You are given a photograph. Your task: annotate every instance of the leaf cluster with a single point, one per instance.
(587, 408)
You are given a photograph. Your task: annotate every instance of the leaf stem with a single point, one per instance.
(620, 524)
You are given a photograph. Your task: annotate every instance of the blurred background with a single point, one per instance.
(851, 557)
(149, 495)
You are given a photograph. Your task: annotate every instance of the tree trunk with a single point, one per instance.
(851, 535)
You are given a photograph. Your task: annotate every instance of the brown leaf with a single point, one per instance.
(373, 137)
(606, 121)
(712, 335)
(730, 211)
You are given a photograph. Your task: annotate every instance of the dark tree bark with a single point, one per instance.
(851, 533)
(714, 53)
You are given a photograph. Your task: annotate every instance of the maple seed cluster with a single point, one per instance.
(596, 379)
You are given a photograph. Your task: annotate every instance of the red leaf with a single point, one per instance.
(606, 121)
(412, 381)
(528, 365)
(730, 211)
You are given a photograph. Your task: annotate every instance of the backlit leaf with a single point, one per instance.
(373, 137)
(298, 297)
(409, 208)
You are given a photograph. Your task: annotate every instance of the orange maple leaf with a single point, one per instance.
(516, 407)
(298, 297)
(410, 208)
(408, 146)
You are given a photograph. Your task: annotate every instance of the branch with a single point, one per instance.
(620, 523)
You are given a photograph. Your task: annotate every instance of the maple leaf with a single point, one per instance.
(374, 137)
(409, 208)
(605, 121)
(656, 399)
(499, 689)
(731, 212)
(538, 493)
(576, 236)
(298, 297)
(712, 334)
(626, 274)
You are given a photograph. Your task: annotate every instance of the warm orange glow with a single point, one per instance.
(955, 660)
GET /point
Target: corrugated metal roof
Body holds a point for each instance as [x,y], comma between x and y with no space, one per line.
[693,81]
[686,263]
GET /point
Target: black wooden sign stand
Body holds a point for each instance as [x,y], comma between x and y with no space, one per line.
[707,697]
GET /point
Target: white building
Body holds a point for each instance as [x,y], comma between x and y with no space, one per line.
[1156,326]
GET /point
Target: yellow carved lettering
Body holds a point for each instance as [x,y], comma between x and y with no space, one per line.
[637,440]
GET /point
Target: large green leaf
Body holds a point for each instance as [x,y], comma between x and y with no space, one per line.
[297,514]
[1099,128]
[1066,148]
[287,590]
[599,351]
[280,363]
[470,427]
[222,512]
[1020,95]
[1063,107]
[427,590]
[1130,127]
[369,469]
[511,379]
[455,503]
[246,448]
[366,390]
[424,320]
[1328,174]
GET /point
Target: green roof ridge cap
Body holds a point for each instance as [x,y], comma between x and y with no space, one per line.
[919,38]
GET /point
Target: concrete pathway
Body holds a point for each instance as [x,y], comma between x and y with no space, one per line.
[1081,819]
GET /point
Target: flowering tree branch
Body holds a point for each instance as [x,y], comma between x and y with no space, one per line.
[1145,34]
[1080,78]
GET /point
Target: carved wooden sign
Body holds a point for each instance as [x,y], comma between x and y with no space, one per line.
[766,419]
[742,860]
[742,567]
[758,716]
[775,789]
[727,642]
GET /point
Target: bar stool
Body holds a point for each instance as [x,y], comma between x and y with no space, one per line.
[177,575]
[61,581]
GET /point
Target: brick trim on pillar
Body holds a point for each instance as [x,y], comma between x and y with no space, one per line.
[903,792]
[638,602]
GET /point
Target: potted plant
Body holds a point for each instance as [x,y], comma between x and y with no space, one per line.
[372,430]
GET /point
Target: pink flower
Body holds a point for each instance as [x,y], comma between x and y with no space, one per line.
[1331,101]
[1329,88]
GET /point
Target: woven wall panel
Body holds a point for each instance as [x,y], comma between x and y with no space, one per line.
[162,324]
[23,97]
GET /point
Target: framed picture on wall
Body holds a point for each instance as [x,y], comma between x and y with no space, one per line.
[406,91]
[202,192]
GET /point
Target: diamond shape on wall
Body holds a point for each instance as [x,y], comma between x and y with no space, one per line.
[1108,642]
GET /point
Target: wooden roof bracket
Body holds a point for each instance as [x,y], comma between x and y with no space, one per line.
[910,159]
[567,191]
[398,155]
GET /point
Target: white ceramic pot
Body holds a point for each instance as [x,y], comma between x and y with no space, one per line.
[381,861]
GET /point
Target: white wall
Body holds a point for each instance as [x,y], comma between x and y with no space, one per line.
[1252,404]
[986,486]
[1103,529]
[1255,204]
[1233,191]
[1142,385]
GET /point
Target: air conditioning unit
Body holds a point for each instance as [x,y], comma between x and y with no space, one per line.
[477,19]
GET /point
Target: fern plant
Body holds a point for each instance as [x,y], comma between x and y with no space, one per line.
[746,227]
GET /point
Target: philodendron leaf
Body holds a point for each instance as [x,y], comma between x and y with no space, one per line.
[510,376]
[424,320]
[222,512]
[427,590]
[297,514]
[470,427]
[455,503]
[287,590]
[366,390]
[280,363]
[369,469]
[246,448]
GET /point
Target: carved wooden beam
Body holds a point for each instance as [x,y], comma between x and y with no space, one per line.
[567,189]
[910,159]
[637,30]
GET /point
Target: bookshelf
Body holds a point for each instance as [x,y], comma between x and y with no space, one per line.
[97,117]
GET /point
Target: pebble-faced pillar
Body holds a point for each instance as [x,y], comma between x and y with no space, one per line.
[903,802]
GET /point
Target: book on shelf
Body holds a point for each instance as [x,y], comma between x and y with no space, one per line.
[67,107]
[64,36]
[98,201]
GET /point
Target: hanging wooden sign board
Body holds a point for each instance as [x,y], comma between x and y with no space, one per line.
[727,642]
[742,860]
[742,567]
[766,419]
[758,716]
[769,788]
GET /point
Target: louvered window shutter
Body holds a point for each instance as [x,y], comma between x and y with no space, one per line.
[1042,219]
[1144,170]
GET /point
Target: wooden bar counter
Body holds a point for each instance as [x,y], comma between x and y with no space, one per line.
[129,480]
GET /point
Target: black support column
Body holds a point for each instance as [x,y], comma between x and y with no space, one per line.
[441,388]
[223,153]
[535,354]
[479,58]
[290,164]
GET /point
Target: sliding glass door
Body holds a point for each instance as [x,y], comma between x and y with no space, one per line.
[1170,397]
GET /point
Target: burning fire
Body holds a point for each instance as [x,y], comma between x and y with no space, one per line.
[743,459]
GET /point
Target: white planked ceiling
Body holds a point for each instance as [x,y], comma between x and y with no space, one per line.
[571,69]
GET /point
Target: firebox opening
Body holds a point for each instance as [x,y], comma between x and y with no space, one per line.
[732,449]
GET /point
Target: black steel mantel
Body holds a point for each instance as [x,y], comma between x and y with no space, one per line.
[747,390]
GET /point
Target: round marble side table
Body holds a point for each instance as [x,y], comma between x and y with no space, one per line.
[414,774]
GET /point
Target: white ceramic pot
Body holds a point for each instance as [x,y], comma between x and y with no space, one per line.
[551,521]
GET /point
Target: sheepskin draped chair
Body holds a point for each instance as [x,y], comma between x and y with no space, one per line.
##############################
* What the task asks:
All of the entries are to be set down again without alteration.

* Task response:
You are given a photograph. Your task: annotate every instance of the leaf cluster with a single point, one per instance.
(587, 408)
You are given a photograph. Your task: annotate every instance of the leaf stem with a single point, one per instance.
(620, 524)
You are given a photograph. Your task: annotate every instance of the blurred background with a single point, one per instance.
(851, 557)
(149, 495)
You are given a photograph. Your task: annotate every instance of the tree trunk with a single point, one per instance.
(851, 535)
You are given a photograph. Your task: annotate every instance of the brown leaf with a single point, one per instance.
(373, 137)
(606, 121)
(712, 335)
(730, 211)
You are given a photograph. Your task: annotate every instance of the dark tree bark with a single point, one per instance.
(851, 533)
(714, 53)
You are given a photograph. Your task: annotate every instance of the maple seed cluster with a single point, one per instance.
(596, 379)
You are given a photograph. Your task: annotate every instance of the red leaf with a single point, one per instance.
(606, 121)
(412, 381)
(528, 365)
(730, 211)
You are given a photograph. Your task: annotate every instance of the backlit leaf with a single point, one per instance.
(373, 137)
(298, 297)
(409, 208)
You are given a photograph. Your task: annotate every instance of the orange maple leaf with a single point, one per instance.
(516, 407)
(298, 297)
(410, 208)
(408, 146)
You are given a photograph. Your task: annotate every instance of the branch with a single point, one per instance.
(620, 523)
You are given a photograph. Your task: annotate every instance of the maple leaf with a single point, one per instance.
(374, 137)
(409, 208)
(605, 121)
(656, 399)
(499, 689)
(731, 212)
(538, 493)
(576, 236)
(298, 297)
(712, 334)
(626, 274)
You are given a photograph. Your task: annotate every instance of the warm orange glow with a single point, one per instance.
(955, 660)
GET /point
Target: corrugated metal roof
Body holds a point for each instance as [x,y], comma between x and y with no space, one per line.
[693,81]
[686,263]
GET /point
Target: black wooden sign stand
Body holds a point for each instance as [x,y], comma between x and y with no space, one per line.
[707,697]
GET /point
Target: white building
Body holds a point for each instance as [x,y], comma between x and y with no space, one per line.
[1156,326]
GET /point
Target: yellow carved lettering
Body holds a point for each instance as [x,y], comma between x and y with no space, one per line.
[637,440]
GET /point
Target: large green leaf
Body holds a point for each instance as [x,y], comma between x and y with no space, one per line.
[297,514]
[1099,128]
[1066,148]
[287,590]
[599,351]
[280,363]
[470,427]
[222,512]
[1020,95]
[1063,107]
[427,590]
[1130,127]
[369,469]
[511,379]
[455,503]
[246,448]
[366,390]
[424,320]
[1328,174]
GET /point
Target: green roof ridge cap
Body holds a point for each instance as [x,y], comma between x and y with no space, one per line.
[919,38]
GET /point
Target: concrete pathway
Body holds a point for each instance as [x,y], comma between x and y with no space, one per line.
[1081,819]
GET /point
Target: flowering tree branch
Body holds a point for each instance as [x,y], comma between x and y with no space, one per line.
[1145,34]
[1080,78]
GET /point
Target: carved wooden sign
Body holds a point for each instance as [x,y], comma between x and y with no space, one per line.
[766,419]
[742,860]
[742,567]
[758,716]
[775,789]
[727,642]
GET /point
Target: bar stool
Body holds a point for each instance as [x,y], comma between x and y with no space, one per line.
[177,575]
[61,581]
GET /point
Target: brick trim on pillar
Body holds a point for each instance as [x,y], comma between x and y with no space, one per line.
[903,792]
[638,602]
GET /point
Target: potted plant
Body holds a point for each instance as [x,y], comma between x and y with no space, one per line.
[372,430]
GET /point
Target: pink flower
Body holds a point for each instance as [x,y], comma between x and y with no space, one per line.
[1331,101]
[1329,88]
GET /point
Target: woven wall panel
Body holds a point for each instance as [x,y], comma between x and y with no space, one per line.
[162,324]
[23,97]
GET /point
Target: framed picture on wall
Body holds a point for each instance as [x,y], comma between x and y with no space, one per line.
[406,91]
[202,192]
GET /point
Target: diamond shape on wall
Body holds a point for each instance as [x,y], comma between x and y with no space, one per line.
[1108,642]
GET /point
Target: wooden roof bracket
Body holds a point for each instance as [x,y], comma between x and y with no space, one per line.
[910,159]
[567,191]
[398,155]
GET /point
Target: white ceramic pot
Body holds a point for each instance as [x,y], comma between x and y with no space, one per line.
[381,861]
GET /point
Target: white wall
Body holds a point for each instance as [x,y], comma between x and y with no space, one per line.
[1252,404]
[986,486]
[1103,529]
[1255,204]
[1233,191]
[1142,385]
GET /point
Target: air conditioning unit
Body holds a point for each instance as [x,y], comma between x and y with no space, one per line.
[477,19]
GET /point
Target: fern plant
Body holds a point for each instance as [x,y], comma between x and y with no space, one per line.
[746,227]
GET /point
Target: philodendron leaf
Body holds a point for each instance as [x,y], comma between x and y with no space, one per line.
[510,376]
[424,320]
[222,512]
[427,590]
[297,514]
[470,427]
[455,503]
[287,590]
[366,390]
[280,363]
[369,469]
[246,448]
GET /point
Target: carved wooden beam
Body holds a point for each instance as [x,y], comma between x and y with no space, one per line.
[567,189]
[910,159]
[637,30]
GET /point
Target: bookshelf
Body holds a point for each instance as [x,y], comma between x and y with no space, one per line.
[97,117]
GET /point
Target: pebble-faced pillar
Body holds a point for each instance as [x,y], comma between x and y with no space, one per line.
[903,802]
GET /point
Target: book on shelf
Body holds a point for each instance as [x,y], comma between x and y with no space, one per line.
[67,107]
[64,36]
[98,201]
GET /point
Target: hanging wooden sign board
Body holds a point for each instance as [x,y], comma between x and y with no space, one per line.
[727,642]
[742,860]
[742,567]
[766,419]
[758,716]
[769,788]
GET /point
Target: louvered window shutter
Body holds a point for each instance as [x,y], comma between x and y with no space, one per line.
[1042,219]
[1144,170]
GET /point
Target: wooden bar counter
Body holds a point for each instance as [x,y], comma between x and y with no space, one per line.
[129,480]
GET /point
Target: black support column
Body holds a point for each instance as [x,y], comma between x and y with no space, one per line.
[441,388]
[223,153]
[535,354]
[479,58]
[290,164]
GET /point
Target: sliding glass door
Body holds a point for each instance as [x,y], comma between x and y with no space, one per line.
[1170,397]
GET /point
Target: burning fire
Body holds a point for each instance as [x,y], comma between x and y with no space, one per line.
[743,459]
GET /point
Target: white planked ceiling
Body holds a point for each instance as [x,y], comma between x and y with no space, one per line.
[571,69]
GET /point
Target: firebox opening
Body holds a point for each instance as [x,y], comma between x and y with no space, one per line.
[732,449]
GET /point
Target: black steel mantel
Body holds a point for each instance as [x,y], comma between x and y with no space, one per line.
[747,390]
GET /point
Target: round marble side table
Body holds a point for each instance as [x,y], comma between x and y with no space, one per line.
[414,774]
GET /point
Target: white ceramic pot
Body holds a point for each instance as [x,y], comma between x and y with no space, one per line.
[551,521]
GET /point
Target: sheepskin draped chair
Body holds a point for each instance as [x,y], comma between x and y with no space, one per line.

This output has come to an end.